▶ _What you have to do_:
Report how many lines below contain the string "target", giving only the number.

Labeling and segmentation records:
========
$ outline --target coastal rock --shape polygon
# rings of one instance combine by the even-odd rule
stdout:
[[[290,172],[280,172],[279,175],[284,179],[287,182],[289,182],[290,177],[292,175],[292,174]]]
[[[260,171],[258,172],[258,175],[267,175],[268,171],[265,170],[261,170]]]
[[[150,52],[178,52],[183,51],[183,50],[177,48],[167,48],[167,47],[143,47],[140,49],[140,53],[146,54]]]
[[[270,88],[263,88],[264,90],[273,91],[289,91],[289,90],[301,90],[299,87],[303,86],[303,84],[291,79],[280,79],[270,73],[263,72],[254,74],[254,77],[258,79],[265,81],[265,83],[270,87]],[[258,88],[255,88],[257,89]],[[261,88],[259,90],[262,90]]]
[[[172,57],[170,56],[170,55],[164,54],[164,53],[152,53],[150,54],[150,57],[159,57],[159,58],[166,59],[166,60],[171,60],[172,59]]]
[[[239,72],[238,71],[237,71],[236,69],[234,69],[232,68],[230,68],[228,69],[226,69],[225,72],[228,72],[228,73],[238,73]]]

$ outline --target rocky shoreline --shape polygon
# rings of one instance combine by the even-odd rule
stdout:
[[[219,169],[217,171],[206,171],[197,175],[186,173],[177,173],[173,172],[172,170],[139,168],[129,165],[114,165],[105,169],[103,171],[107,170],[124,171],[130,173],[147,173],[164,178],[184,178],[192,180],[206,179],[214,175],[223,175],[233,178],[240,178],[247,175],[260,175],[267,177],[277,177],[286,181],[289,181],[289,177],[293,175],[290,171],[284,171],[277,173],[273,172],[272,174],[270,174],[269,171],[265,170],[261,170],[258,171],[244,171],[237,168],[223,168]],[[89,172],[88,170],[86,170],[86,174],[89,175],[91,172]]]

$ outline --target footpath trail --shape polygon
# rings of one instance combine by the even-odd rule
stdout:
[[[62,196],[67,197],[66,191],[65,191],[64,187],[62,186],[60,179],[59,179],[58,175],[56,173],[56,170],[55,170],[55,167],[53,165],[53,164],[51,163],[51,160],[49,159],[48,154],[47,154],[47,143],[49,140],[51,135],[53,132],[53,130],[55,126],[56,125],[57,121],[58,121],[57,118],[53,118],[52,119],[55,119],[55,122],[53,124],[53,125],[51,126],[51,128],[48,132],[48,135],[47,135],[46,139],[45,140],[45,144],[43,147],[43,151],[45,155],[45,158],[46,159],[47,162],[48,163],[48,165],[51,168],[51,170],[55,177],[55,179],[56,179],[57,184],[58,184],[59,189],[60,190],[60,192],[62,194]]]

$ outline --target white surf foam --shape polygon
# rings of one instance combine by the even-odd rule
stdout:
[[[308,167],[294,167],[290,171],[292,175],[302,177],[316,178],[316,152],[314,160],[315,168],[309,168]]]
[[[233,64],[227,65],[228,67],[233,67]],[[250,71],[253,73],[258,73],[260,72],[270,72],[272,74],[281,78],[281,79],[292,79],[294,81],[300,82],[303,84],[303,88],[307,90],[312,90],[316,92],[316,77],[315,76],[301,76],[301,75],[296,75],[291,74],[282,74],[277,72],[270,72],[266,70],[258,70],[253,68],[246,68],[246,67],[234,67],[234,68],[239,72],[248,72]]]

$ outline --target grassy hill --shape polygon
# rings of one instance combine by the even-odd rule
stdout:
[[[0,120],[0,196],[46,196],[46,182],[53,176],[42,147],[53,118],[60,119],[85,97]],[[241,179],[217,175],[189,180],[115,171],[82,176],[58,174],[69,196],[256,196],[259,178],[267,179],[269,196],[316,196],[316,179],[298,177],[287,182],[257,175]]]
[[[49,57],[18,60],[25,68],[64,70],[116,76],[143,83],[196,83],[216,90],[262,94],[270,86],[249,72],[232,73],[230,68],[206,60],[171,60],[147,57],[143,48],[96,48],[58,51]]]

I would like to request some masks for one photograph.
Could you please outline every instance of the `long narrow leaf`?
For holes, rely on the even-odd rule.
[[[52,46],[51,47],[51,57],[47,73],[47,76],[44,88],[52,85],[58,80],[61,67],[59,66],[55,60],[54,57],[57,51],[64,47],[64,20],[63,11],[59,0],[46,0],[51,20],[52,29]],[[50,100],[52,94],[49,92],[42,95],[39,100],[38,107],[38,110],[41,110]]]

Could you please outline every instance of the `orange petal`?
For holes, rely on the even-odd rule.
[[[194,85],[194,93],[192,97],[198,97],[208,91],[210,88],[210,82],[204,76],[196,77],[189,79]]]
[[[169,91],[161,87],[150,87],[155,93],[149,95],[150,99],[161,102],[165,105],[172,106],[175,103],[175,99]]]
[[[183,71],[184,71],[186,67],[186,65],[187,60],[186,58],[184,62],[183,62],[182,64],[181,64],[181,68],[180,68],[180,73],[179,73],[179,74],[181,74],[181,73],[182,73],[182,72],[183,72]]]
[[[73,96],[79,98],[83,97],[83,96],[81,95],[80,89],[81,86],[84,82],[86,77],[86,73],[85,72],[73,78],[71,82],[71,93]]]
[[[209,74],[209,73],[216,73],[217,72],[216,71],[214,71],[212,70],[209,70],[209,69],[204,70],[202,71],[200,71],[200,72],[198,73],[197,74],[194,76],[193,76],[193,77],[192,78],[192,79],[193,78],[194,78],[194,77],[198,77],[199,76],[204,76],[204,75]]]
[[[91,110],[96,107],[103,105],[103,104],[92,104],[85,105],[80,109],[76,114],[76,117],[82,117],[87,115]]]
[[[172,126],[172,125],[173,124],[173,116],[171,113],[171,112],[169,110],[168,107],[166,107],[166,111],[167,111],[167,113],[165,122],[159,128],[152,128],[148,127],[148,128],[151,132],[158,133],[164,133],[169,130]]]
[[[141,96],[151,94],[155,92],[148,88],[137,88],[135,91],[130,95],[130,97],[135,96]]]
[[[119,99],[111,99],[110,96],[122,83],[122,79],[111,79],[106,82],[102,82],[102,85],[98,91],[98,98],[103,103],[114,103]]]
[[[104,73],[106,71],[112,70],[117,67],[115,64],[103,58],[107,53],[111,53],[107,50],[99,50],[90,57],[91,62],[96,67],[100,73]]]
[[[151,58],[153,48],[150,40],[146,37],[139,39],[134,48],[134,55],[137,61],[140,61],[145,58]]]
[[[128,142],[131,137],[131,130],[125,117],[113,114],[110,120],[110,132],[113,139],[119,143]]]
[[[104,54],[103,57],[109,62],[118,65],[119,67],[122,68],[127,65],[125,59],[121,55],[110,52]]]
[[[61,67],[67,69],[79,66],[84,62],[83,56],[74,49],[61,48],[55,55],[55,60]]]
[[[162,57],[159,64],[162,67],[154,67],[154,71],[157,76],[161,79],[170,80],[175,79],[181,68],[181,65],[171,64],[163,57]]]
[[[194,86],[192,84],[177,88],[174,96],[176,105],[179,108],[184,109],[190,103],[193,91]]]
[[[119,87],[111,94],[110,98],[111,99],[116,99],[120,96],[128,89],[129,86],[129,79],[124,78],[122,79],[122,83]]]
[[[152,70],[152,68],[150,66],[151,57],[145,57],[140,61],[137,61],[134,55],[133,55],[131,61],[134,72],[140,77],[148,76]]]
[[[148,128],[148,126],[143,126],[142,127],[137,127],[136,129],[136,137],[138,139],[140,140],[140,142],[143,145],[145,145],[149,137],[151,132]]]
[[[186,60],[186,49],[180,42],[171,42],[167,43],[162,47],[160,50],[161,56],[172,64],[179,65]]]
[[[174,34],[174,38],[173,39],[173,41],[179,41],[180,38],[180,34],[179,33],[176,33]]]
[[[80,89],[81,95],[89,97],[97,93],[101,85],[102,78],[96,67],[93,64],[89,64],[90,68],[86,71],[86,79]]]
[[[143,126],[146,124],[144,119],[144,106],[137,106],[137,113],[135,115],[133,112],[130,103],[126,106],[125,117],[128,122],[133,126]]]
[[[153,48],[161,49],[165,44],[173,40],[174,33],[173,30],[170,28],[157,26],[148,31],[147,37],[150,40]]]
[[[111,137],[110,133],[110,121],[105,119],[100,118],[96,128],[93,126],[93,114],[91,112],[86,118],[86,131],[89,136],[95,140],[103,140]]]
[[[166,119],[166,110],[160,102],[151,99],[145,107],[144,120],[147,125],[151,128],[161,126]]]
========
▶ _Task result_:
5